> **TASK BRIEF**
Please reproduce the data below word for word, starting with the line that contains "of the pedestrian" and stopping after the line that contains "of the aphid".

> **MATERIALS PROVIDED**
· · · · ·
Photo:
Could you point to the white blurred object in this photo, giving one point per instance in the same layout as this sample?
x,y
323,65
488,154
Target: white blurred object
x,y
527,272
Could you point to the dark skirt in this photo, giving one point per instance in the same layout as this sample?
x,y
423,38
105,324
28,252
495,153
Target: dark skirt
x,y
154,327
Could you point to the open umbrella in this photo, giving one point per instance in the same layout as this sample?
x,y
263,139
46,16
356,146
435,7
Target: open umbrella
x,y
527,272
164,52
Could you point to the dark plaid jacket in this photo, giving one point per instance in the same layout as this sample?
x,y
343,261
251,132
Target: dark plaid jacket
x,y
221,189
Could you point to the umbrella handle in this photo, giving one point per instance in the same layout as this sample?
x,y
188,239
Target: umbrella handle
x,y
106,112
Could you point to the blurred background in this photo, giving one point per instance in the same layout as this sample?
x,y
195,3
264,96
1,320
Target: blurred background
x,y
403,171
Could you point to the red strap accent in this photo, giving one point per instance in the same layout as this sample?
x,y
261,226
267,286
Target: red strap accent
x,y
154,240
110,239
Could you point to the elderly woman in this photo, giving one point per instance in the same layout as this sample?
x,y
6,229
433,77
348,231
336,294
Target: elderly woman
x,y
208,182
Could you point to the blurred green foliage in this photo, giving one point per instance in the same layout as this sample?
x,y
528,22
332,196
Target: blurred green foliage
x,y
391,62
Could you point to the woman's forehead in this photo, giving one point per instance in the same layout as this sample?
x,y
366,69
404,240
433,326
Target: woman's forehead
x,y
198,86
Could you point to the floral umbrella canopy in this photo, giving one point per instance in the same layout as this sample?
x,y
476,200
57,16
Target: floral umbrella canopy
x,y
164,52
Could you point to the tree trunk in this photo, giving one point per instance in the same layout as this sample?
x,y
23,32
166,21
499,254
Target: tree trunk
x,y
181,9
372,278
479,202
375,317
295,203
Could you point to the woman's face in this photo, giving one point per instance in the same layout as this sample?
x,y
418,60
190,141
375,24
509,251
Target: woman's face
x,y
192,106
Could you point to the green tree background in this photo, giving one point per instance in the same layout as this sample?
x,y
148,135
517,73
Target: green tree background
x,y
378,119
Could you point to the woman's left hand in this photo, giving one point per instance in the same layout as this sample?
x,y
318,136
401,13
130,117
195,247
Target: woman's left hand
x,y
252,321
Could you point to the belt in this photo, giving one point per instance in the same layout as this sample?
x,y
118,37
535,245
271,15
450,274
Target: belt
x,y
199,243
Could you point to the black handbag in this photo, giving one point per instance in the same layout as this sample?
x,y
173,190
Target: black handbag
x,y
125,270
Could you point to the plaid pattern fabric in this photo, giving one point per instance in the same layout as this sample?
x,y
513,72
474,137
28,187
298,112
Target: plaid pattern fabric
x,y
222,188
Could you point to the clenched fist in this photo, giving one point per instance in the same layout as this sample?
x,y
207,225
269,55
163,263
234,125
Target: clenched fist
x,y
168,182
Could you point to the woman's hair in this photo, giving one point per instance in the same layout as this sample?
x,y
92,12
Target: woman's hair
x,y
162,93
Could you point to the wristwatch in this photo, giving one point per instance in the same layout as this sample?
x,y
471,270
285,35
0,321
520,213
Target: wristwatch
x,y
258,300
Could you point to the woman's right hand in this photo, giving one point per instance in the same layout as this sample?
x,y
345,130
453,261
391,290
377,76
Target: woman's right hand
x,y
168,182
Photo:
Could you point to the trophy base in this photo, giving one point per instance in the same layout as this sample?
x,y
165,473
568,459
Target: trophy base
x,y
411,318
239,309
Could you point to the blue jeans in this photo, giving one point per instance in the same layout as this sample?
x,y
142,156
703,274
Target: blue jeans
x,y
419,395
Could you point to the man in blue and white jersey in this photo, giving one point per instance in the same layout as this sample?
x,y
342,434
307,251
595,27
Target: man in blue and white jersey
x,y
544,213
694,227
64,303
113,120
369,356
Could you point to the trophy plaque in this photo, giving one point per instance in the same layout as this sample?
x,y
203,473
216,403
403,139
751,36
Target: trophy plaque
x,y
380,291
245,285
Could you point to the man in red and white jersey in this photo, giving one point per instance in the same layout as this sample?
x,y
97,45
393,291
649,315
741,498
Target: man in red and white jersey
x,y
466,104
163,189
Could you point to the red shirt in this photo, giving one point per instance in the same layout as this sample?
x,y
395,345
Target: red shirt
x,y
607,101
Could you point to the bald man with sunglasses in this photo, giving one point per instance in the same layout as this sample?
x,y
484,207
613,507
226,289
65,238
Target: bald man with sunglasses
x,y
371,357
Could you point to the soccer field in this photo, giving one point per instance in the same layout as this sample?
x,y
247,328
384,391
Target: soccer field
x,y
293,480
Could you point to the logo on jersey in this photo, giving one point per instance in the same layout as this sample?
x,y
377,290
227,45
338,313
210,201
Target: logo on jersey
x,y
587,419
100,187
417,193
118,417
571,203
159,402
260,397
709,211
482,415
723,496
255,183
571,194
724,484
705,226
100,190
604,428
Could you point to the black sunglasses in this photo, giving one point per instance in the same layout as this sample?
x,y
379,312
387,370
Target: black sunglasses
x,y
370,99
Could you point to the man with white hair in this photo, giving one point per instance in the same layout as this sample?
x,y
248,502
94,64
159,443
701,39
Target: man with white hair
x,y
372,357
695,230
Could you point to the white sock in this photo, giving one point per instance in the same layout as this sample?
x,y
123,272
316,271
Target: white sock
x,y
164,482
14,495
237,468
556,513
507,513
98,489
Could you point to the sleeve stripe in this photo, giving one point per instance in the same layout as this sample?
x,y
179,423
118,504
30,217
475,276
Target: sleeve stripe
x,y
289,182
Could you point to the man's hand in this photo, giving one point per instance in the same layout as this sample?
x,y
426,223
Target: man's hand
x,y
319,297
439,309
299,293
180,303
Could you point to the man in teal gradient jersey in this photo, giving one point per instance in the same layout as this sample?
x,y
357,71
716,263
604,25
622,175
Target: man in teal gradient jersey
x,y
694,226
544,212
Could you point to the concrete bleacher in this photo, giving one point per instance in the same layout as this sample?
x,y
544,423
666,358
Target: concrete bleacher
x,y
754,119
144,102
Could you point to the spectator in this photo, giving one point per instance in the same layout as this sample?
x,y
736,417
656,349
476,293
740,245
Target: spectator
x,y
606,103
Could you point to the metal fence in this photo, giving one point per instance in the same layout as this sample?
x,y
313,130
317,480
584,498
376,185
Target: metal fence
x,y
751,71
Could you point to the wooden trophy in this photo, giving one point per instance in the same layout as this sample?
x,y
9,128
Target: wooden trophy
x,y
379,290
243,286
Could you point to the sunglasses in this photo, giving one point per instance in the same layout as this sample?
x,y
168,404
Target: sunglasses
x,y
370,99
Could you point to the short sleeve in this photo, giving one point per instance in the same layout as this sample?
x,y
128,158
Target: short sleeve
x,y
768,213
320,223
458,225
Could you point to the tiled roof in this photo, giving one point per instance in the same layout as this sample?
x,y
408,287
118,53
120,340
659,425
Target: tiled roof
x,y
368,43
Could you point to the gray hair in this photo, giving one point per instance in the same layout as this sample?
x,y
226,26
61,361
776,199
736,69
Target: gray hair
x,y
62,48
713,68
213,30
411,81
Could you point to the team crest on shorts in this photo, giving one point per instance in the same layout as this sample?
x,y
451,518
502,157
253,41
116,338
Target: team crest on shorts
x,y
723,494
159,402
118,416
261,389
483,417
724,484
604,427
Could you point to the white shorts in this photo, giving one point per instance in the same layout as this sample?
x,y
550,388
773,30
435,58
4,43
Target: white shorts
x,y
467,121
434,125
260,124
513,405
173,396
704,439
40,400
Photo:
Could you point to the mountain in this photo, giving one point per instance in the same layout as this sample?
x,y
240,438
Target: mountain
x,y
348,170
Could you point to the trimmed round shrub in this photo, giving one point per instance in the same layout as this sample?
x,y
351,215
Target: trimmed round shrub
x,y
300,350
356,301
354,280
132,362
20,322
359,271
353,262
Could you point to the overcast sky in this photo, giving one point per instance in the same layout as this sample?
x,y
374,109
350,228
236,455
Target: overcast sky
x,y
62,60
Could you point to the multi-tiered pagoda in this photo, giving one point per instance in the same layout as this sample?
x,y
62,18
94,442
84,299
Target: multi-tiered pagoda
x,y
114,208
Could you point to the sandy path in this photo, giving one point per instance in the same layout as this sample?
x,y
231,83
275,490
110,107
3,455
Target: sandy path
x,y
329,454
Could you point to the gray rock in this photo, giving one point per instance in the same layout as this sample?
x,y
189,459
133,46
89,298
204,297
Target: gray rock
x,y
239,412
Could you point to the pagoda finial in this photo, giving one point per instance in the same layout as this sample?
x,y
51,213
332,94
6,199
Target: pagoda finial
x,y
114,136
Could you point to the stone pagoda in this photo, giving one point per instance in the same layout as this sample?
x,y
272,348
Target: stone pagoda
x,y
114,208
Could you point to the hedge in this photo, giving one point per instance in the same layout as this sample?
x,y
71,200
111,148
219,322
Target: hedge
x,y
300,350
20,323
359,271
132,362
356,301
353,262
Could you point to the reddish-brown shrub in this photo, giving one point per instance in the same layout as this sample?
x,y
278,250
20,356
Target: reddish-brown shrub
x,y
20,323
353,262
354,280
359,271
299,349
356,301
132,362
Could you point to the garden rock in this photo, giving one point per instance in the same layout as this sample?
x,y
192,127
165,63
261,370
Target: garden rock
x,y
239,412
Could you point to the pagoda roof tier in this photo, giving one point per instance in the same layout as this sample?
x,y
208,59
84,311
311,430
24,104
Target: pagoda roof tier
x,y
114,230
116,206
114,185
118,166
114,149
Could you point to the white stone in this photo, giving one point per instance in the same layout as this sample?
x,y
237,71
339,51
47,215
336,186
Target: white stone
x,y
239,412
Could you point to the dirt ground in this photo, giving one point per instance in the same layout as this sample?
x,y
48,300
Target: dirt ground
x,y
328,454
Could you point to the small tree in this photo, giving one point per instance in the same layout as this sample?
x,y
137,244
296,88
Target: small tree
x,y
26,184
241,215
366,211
· · · · ·
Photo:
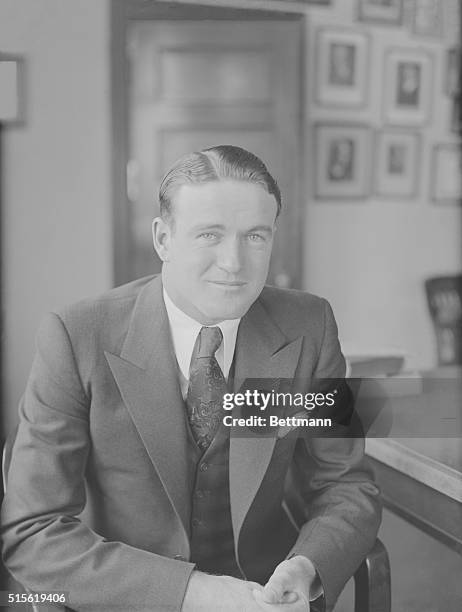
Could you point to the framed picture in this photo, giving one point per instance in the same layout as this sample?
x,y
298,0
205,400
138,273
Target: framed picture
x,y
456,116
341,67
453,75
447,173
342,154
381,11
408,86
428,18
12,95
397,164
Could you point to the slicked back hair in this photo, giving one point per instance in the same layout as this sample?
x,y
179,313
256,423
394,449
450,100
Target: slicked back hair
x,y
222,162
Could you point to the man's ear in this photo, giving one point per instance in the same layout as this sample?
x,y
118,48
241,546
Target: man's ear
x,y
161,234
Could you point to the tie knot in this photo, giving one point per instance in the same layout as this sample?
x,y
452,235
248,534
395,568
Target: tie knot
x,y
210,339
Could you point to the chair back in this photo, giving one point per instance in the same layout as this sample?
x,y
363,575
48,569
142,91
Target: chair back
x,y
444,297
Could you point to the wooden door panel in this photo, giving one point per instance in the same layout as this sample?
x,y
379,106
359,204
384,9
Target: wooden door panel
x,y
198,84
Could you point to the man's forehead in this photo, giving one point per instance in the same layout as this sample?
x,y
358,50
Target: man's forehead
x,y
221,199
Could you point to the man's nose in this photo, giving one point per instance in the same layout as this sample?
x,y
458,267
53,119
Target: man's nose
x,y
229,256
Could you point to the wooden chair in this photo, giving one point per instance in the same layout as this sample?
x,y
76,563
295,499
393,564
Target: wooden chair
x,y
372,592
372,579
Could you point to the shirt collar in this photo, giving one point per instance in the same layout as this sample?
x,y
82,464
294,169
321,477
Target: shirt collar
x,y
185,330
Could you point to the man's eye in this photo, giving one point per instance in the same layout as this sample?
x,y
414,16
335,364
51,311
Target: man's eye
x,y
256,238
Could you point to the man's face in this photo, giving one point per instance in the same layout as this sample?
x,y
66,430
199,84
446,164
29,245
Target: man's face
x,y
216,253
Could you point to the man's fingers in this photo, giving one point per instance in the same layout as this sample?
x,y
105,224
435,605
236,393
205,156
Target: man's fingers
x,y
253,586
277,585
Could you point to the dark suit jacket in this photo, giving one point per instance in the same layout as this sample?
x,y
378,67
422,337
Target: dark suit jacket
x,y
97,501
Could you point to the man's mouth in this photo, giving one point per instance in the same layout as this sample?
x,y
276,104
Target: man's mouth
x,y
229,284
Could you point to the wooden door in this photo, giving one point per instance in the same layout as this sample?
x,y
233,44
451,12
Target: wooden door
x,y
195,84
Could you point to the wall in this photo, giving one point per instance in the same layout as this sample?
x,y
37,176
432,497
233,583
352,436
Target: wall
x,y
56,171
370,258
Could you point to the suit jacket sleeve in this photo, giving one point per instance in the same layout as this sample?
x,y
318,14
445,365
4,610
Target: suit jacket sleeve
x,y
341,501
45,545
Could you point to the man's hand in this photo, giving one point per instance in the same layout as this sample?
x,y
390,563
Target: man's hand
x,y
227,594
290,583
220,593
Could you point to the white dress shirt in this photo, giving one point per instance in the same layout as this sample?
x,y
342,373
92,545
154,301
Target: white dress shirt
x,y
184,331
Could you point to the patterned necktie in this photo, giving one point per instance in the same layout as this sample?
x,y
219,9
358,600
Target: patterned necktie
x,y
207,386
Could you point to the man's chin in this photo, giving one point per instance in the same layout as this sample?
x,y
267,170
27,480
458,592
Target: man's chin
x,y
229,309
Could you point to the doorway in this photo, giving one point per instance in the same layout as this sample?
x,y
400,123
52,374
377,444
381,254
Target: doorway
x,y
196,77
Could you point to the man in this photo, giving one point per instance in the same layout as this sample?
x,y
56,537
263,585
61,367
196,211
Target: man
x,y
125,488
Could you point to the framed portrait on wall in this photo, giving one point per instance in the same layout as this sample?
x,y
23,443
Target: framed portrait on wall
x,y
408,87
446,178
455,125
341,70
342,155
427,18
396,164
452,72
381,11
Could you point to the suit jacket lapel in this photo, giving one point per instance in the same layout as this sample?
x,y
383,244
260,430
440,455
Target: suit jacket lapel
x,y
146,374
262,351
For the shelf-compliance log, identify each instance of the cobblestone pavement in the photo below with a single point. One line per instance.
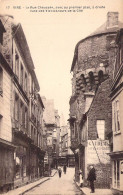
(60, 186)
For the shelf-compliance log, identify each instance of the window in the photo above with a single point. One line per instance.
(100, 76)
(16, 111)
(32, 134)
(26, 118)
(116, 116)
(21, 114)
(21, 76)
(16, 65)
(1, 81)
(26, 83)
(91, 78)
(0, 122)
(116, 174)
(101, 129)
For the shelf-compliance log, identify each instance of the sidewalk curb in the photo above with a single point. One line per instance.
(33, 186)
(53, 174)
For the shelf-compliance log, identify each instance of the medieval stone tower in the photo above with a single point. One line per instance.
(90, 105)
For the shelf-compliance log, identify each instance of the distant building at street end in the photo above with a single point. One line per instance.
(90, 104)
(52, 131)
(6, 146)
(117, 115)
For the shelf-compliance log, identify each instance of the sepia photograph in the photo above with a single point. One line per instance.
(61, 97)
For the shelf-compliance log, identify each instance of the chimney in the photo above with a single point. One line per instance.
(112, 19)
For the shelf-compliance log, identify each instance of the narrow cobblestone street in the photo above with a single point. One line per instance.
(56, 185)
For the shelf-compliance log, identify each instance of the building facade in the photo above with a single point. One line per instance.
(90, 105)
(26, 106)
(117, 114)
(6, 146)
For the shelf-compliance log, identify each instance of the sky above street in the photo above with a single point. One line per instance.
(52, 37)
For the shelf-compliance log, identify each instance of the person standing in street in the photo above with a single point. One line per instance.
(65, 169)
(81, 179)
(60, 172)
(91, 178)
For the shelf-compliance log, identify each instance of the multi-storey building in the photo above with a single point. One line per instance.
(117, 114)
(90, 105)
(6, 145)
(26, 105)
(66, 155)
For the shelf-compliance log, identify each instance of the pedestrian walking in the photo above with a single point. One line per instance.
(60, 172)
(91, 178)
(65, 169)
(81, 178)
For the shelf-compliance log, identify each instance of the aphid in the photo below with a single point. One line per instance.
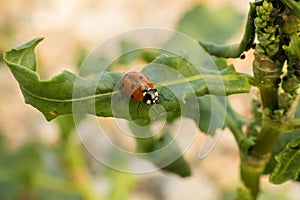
· · · · ·
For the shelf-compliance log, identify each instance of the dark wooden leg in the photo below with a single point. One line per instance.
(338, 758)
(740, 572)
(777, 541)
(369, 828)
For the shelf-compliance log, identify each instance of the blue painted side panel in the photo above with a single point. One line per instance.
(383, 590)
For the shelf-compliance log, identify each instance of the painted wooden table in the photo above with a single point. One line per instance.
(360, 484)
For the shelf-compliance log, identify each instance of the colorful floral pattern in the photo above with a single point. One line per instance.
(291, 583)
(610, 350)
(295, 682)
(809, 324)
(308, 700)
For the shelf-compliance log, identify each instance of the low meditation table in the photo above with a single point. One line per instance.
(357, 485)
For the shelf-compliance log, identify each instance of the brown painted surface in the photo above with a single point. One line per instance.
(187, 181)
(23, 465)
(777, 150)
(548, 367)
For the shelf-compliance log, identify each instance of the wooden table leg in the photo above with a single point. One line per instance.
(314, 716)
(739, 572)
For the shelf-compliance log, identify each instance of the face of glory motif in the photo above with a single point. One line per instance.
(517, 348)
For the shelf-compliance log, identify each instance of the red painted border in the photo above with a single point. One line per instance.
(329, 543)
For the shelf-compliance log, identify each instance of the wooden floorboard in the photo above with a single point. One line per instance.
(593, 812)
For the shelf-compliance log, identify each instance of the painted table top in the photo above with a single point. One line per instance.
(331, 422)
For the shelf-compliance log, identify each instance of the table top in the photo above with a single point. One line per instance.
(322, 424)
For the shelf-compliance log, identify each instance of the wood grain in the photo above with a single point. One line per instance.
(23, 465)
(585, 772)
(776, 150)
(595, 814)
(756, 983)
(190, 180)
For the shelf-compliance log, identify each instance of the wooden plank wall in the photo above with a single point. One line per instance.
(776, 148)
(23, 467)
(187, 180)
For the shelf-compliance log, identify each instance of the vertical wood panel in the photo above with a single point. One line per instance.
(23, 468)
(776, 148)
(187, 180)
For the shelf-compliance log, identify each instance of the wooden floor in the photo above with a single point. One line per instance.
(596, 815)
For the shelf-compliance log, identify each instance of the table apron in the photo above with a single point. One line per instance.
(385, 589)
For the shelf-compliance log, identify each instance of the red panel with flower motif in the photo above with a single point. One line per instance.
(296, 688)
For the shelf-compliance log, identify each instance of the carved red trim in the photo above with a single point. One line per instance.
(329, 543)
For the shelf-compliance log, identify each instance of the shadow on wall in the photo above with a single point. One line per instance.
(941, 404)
· · · · ·
> **FULL RESPONSE**
For the shelf-compliance log, identify each instance of the pedestrian walking in the photo above with a single point. One line per instance.
(60, 172)
(91, 178)
(65, 169)
(81, 178)
For the shelf-compliance log, identify each instance of the aphid in the photo below with a single point. One line per instance.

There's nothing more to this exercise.